*TASK BRIEF*.
Search the records for the string "cabinet", and show each line where it appears.

*Point-per-instance localization data*.
[Start of section]

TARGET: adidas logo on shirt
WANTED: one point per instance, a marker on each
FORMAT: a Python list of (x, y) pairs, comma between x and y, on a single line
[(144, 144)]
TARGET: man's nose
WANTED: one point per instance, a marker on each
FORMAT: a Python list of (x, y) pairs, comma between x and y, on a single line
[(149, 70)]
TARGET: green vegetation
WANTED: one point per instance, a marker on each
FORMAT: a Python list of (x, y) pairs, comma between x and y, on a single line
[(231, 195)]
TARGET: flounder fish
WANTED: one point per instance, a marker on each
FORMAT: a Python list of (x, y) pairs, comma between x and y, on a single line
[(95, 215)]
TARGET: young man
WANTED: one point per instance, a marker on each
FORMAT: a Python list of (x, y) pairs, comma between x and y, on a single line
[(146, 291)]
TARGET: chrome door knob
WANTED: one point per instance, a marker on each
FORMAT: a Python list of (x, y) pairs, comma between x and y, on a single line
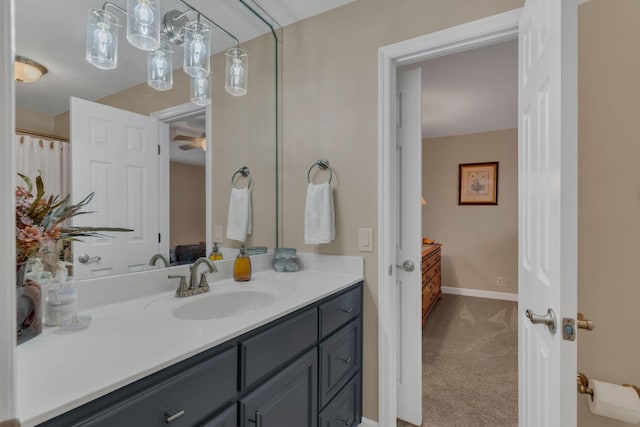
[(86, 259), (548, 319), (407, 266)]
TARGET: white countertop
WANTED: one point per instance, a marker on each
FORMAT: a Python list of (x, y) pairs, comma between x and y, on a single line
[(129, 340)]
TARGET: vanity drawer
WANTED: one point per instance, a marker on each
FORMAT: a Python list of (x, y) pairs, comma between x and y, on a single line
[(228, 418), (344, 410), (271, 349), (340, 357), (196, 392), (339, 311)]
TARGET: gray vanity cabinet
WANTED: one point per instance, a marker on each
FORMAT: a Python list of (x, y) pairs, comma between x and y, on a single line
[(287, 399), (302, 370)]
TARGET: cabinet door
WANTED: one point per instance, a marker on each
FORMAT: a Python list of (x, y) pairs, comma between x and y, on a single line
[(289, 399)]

[End of section]

*RESULT FOR THIS EXERCISE*.
TARGET: gray vanity cabinet
TARGET: cabinet door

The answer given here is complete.